We explored the west drift of the mine several times in 1997. During our last trip, which was probably in 97 or 98, we were disappointed to discover that the tunnel under routes 61 and 125 had collapsed. Though there appeared to be a very small opening through the debris, entering it would have been extremely dangerous. There are likely many other entrances to the Glen Burn mine, though i cannot provide any details as we did not explorer them.

Following are some statistics for the Cameron Colliery/Glen Burn mine:

  • Shamokin’s Lower Gap mining began in 1836 with the first colliery built in 1857
  • Renamed to Cameron Colliery in 1864
  • Renamed to Glen Burn Colliery in 1940
  • Destroyed by fire in 1888, rebuilt in 1890
  • The mine was operated almost continuously for 134 years from 1836-7 to 1970
  • The largest number of people employed was 1,420 in 1899
  • Peak annual production was 627,158 tons in 1942
  • A total of 33,353,000 tons of coal was mined
  • There were 217 fatalities
  • The unusable rock and coal fines created the worlds largest man-made mountain
  • Major mining operations ended in 1970, though it would be briefly reopened on a small scale after this time
  • The buildings were demolished in 2000
  • Owners included the Susquehanna Coal Company and Kerris and Helfrick

 

The Buck Slope Coal Mine

Another deep anthracite coal mine not far from the Glen Burn is the Buck Slope mine, located near Upper Excelsior, Pennsylvania. Apparently, like many small coal towns of the day, Excelsior used to be a rather hopping place, complete with a movie theater and prostitutes, one of which apparently used to walk along the road to attract clients. Today Upper Excelsior is virtually abandoned.

The Buck Slope mine is one of the more unstable mines i had the pleasure to explore and i highly doubt it would still be accessible today. It had some interesting features however which i didn’t expect to find in a coal mine, such as near white rock in one area. It also had a stream running in it which was navigable with an inflatable boat apparently (don’t ask).

 

Saint Nicholas Coal Breaker, Mahanoy City, Pa.

The Saint Nickolas coal breaker, known simply as the St. Nick, was used for processing anthracite coal which was mined in the region. It was an outstanding place to explore and quite popular among urban explorers until recently as it is in the process of being demolished.

56 thoughts on “Abandoned

  1. I was going through some old belongings and came across a pencil and a piece of coal that I obtained from the Glen Burn Mine that I took a tour of in the 70’s. I recall parts of it were flooded back then. Sorry to read not much is left of it.

═══

> **Task set**
**1.** Using the coal mine account, say whether each statement agrees with it: (a) The Glen Burn mine had its largest workforce in 1899. (b) The mine buildings were torn down in 1970. (c) The Buck Slope mine lies near Upper Excelsior. Answer each with yes or no and quote the words that decide it.
**2.** Repeat the stretch of the coal mine account from "Saint Nicholas Coal" through "left of it.".
**3.** Turn the paragraph of the coal mine account that begins "The Buck Slope mine is one of the more unstable" into a short list that keeps its main facts.
The material after this point comes from a different source.

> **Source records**
═══

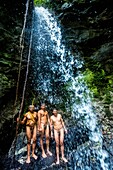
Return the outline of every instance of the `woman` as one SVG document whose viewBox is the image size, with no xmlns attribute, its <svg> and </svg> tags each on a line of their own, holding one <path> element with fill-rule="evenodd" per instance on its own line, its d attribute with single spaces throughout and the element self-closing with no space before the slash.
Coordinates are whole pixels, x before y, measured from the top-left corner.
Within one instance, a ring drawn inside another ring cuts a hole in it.
<svg viewBox="0 0 113 170">
<path fill-rule="evenodd" d="M 30 150 L 32 143 L 32 157 L 36 160 L 35 154 L 36 136 L 37 136 L 37 112 L 34 112 L 34 105 L 29 106 L 29 111 L 24 115 L 23 120 L 17 121 L 21 124 L 26 124 L 26 136 L 27 136 L 27 160 L 26 163 L 30 163 Z"/>
</svg>

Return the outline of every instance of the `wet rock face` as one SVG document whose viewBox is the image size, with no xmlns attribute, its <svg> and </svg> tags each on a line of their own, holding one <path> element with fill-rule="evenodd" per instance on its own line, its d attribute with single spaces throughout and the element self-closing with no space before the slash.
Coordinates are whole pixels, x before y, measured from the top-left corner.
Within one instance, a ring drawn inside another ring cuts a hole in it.
<svg viewBox="0 0 113 170">
<path fill-rule="evenodd" d="M 47 158 L 43 159 L 41 157 L 41 148 L 40 148 L 40 136 L 37 136 L 37 145 L 36 145 L 36 154 L 38 155 L 38 160 L 33 160 L 31 158 L 31 163 L 28 165 L 25 163 L 26 156 L 27 156 L 27 140 L 25 133 L 22 132 L 18 134 L 17 142 L 16 142 L 16 150 L 15 150 L 15 159 L 12 164 L 12 158 L 14 155 L 14 145 L 12 144 L 8 157 L 5 159 L 4 168 L 20 168 L 22 170 L 25 169 L 73 169 L 75 162 L 73 159 L 78 159 L 78 156 L 74 158 L 74 154 L 81 154 L 80 147 L 82 148 L 88 147 L 89 138 L 88 138 L 88 130 L 84 128 L 80 128 L 79 125 L 68 127 L 68 134 L 65 134 L 64 144 L 65 144 L 65 156 L 69 160 L 68 164 L 65 164 L 61 161 L 60 165 L 55 165 L 56 162 L 56 149 L 55 149 L 55 140 L 50 140 L 50 150 L 53 153 L 53 156 L 48 156 Z M 46 148 L 46 142 L 44 138 L 44 147 Z M 84 150 L 84 149 L 83 149 Z M 83 151 L 85 154 L 85 150 Z"/>
<path fill-rule="evenodd" d="M 113 72 L 113 1 L 57 1 L 56 13 L 63 25 L 67 46 L 79 49 L 86 62 L 101 62 Z M 90 63 L 88 65 L 90 67 Z"/>
<path fill-rule="evenodd" d="M 15 135 L 14 100 L 20 63 L 20 35 L 24 23 L 26 0 L 0 2 L 0 155 L 7 153 Z M 30 1 L 29 16 L 33 9 Z M 27 18 L 28 20 L 29 18 Z M 31 20 L 29 19 L 28 24 Z M 28 28 L 29 25 L 26 25 Z M 27 44 L 28 41 L 25 41 Z M 25 75 L 26 57 L 22 61 L 21 86 Z M 23 79 L 22 79 L 23 77 Z M 19 91 L 21 91 L 19 86 Z M 19 97 L 19 96 L 18 96 Z M 0 157 L 0 159 L 1 159 Z"/>
</svg>

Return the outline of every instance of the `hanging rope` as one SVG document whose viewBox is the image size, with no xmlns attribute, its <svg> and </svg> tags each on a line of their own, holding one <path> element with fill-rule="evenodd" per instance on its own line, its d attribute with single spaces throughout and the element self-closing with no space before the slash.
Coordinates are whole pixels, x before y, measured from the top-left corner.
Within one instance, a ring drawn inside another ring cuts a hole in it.
<svg viewBox="0 0 113 170">
<path fill-rule="evenodd" d="M 18 89 L 19 89 L 19 83 L 20 83 L 20 72 L 21 72 L 21 65 L 22 65 L 22 57 L 23 57 L 23 50 L 24 50 L 24 32 L 25 32 L 25 27 L 26 27 L 26 21 L 27 21 L 27 15 L 28 15 L 28 8 L 29 8 L 29 1 L 26 3 L 26 11 L 24 15 L 24 24 L 22 28 L 22 32 L 20 35 L 20 63 L 19 63 L 19 71 L 18 71 L 18 79 L 17 79 L 17 86 L 16 86 L 16 97 L 15 97 L 15 102 L 14 102 L 14 113 L 15 113 L 15 107 L 18 99 Z"/>
<path fill-rule="evenodd" d="M 33 36 L 33 21 L 34 21 L 34 11 L 33 11 L 33 17 L 32 17 L 32 28 L 31 28 L 31 35 L 30 35 L 30 45 L 29 45 L 29 51 L 28 51 L 28 60 L 27 60 L 27 69 L 26 69 L 26 76 L 25 76 L 25 82 L 24 82 L 24 87 L 23 87 L 23 93 L 22 93 L 22 101 L 21 101 L 21 105 L 20 105 L 20 110 L 19 110 L 19 116 L 18 118 L 20 119 L 21 116 L 21 112 L 23 109 L 23 104 L 24 104 L 24 98 L 25 98 L 25 91 L 26 91 L 26 85 L 27 85 L 27 79 L 28 79 L 28 72 L 29 72 L 29 64 L 30 64 L 30 54 L 31 54 L 31 47 L 32 47 L 32 36 Z M 16 135 L 15 135 L 15 140 L 13 143 L 13 150 L 14 150 L 14 154 L 13 154 L 13 164 L 14 164 L 14 160 L 15 160 L 15 150 L 16 150 L 16 141 L 17 141 L 17 135 L 18 135 L 18 128 L 19 128 L 19 122 L 17 122 L 17 126 L 16 126 Z"/>
</svg>

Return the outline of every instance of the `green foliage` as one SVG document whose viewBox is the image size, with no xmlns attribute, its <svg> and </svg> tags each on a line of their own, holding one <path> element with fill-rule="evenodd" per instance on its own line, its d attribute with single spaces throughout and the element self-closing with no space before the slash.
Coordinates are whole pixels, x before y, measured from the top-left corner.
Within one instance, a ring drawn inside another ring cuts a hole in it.
<svg viewBox="0 0 113 170">
<path fill-rule="evenodd" d="M 95 97 L 98 96 L 98 88 L 95 86 L 95 74 L 89 70 L 88 68 L 84 71 L 84 81 L 86 82 L 87 86 L 94 94 Z"/>
</svg>

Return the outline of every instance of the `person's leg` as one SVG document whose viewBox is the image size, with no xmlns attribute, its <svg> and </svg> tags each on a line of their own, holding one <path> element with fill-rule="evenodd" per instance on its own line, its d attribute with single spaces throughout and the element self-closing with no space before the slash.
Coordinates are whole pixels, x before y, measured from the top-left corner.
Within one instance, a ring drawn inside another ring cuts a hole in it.
<svg viewBox="0 0 113 170">
<path fill-rule="evenodd" d="M 27 136 L 27 160 L 26 163 L 30 163 L 30 149 L 31 149 L 31 130 L 29 126 L 26 126 Z"/>
<path fill-rule="evenodd" d="M 36 148 L 36 135 L 37 135 L 37 128 L 36 128 L 36 125 L 34 126 L 34 129 L 33 129 L 33 143 L 32 143 L 32 157 L 34 159 L 37 159 L 37 156 L 35 154 L 35 148 Z"/>
<path fill-rule="evenodd" d="M 43 137 L 44 137 L 44 125 L 41 125 L 41 135 L 40 135 L 40 146 L 41 146 L 41 149 L 42 149 L 42 157 L 43 158 L 46 158 L 47 155 L 45 154 L 45 150 L 44 150 L 44 146 L 43 146 Z"/>
<path fill-rule="evenodd" d="M 55 129 L 54 129 L 54 136 L 55 136 L 55 142 L 56 142 L 56 155 L 57 155 L 56 164 L 59 164 L 59 134 L 57 130 Z"/>
<path fill-rule="evenodd" d="M 49 126 L 47 125 L 47 127 L 46 127 L 46 148 L 47 148 L 47 153 L 50 155 L 50 156 L 52 156 L 52 153 L 49 151 L 49 139 L 50 139 L 50 137 L 49 137 Z"/>
<path fill-rule="evenodd" d="M 64 157 L 64 129 L 60 129 L 60 147 L 61 147 L 61 155 L 62 160 L 64 162 L 68 162 L 67 159 Z"/>
</svg>

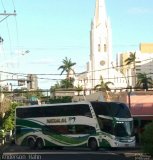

═══

> **Exercise solutions**
**1.**
(a) Yes: "The largest number of people employed was 1,420 in 1899"
(b) No: "The buildings were demolished in 2000"
(c) Yes: "located near Upper Excelsior, Pennsylvania"

**2.**
Saint Nicholas Coal Breaker, Mahanoy City, Pa.

The Saint Nickolas coal breaker, known simply as the St. Nick, was used for processing anthracite coal which was mined in the region. It was an outstanding place to explore and quite popular among urban explorers until recently as it is in the process of being demolished.

56 thoughts on “Abandoned

  1. I was going through some old belongings and came across a pencil and a piece of coal that I obtained from the Glen Burn Mine that I took a tour of in the 70’s. I recall parts of it were flooded back then. Sorry to read not much is left of it.

**3.**
- It is one of the more unstable mines the writer explored, and the writer doubts it is still accessible today.
- It had features unexpected in a coal mine, such as near-white rock in one area.
- A stream ran through it and was apparently navigable with an inflatable boat.